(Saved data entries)
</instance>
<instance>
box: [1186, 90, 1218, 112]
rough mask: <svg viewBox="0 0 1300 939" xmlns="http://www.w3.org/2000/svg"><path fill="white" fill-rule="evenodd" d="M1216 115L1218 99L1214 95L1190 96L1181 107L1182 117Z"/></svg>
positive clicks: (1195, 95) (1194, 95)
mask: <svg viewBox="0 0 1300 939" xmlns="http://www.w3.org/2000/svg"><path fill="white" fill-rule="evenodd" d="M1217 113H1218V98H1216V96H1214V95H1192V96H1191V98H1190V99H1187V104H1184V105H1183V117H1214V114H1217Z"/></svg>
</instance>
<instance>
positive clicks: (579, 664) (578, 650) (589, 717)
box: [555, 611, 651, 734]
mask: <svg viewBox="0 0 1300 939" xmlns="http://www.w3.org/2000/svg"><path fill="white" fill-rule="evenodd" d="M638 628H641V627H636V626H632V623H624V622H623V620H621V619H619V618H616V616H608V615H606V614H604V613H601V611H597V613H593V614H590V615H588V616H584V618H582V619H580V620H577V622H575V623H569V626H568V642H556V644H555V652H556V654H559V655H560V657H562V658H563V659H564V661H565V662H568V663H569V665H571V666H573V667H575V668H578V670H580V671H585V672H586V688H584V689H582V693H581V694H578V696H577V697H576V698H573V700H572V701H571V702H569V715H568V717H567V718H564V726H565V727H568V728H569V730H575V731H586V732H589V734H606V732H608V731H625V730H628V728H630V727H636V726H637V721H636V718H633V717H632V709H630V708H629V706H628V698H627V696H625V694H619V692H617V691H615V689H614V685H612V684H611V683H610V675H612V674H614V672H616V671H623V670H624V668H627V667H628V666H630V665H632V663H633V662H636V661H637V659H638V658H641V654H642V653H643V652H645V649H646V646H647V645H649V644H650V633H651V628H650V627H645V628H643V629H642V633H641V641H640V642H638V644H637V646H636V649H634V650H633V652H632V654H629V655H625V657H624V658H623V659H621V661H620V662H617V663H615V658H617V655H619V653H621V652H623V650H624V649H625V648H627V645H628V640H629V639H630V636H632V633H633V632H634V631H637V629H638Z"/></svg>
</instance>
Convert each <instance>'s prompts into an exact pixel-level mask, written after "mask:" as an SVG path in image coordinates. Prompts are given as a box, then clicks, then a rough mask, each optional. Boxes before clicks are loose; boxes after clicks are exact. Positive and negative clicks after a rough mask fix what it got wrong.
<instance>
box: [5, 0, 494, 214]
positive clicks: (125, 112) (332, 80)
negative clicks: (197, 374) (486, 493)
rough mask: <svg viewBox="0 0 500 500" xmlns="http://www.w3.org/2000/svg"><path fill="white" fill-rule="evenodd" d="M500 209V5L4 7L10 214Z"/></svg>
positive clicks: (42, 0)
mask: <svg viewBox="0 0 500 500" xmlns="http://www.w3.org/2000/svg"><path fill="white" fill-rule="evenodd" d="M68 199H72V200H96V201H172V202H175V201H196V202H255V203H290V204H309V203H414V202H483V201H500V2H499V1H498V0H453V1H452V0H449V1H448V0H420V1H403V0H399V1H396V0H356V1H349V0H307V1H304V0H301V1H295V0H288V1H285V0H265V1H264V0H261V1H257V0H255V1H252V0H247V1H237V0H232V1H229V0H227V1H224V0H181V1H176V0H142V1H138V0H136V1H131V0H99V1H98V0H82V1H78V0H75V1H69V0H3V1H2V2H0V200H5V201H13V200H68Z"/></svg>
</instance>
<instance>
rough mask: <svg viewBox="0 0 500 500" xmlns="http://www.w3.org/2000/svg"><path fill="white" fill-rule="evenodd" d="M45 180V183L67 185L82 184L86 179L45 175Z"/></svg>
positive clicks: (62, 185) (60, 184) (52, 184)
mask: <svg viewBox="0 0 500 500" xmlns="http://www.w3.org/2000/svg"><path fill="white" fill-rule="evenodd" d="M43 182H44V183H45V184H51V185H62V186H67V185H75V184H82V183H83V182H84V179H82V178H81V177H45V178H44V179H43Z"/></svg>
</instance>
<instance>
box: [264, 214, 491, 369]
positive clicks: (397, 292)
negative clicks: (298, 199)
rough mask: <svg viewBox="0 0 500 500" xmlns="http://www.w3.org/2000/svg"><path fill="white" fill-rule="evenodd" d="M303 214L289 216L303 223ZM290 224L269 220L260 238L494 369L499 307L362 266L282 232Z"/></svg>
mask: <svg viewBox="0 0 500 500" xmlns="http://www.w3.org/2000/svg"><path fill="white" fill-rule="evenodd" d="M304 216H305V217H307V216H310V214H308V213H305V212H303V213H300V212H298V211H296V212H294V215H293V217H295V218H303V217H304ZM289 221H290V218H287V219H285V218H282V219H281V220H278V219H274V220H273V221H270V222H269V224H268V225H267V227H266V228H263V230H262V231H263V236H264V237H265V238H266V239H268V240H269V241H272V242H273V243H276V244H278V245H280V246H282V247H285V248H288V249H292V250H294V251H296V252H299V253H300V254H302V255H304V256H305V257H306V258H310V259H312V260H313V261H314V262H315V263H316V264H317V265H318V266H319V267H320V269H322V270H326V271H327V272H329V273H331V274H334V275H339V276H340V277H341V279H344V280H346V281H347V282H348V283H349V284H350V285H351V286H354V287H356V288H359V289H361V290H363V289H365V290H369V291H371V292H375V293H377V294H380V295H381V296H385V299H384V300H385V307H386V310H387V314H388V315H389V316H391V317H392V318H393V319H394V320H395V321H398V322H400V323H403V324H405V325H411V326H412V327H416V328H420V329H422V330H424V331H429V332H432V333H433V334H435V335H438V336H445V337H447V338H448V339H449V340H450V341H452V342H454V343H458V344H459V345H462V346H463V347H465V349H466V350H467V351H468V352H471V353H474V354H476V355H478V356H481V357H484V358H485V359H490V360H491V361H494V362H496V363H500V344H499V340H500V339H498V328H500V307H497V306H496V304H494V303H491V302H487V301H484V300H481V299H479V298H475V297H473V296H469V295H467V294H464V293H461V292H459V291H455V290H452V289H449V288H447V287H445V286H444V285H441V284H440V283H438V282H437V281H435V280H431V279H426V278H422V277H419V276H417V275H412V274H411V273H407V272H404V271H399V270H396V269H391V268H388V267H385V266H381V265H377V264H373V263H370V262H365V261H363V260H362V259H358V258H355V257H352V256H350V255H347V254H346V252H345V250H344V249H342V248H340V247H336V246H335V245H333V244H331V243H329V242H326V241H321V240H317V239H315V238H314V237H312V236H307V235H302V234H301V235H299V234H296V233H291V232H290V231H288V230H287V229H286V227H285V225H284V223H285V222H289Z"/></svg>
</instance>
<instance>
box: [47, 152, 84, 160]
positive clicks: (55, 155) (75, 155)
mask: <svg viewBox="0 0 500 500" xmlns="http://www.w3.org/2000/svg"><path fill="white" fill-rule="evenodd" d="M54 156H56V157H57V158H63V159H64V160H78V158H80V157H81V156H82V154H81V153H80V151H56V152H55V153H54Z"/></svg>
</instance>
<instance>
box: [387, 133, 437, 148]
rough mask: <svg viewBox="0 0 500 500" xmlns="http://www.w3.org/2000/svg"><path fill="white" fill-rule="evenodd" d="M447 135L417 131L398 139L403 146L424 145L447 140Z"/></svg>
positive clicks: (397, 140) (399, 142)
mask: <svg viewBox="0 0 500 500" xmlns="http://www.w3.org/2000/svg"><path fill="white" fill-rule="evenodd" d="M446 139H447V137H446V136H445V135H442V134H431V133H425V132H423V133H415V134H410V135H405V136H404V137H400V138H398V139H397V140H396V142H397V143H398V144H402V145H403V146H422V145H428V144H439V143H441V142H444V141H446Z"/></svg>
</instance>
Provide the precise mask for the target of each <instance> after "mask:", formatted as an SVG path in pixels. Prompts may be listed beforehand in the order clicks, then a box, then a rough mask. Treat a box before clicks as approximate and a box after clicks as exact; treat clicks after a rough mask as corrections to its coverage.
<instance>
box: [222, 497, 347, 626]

TASK PROMPT ::
Extract each line of the items above that contains the string "exact".

ANSWER TO THE PROBLEM ::
Convert each <instance>'s prompts into an exact pixel-level mask, written after "mask:" as an SVG path in image coordinates. Prompts are given as a box, then clicks, then a rough mask, each optional. Boxes before clicks are loose; boxes after clicks are exact. Positive and negative clicks after a rough mask fix what it got wrong.
Provide the precise mask for the target of each <instance> after "mask:", formatted as an SVG path in pixels. Prompts may be listed beforehand in the order clicks, then a box, then a rough mask. Treat a box before clicks as approximate and a box after clicks as exact; treat clicks after a rough mask as corrections to its coverage.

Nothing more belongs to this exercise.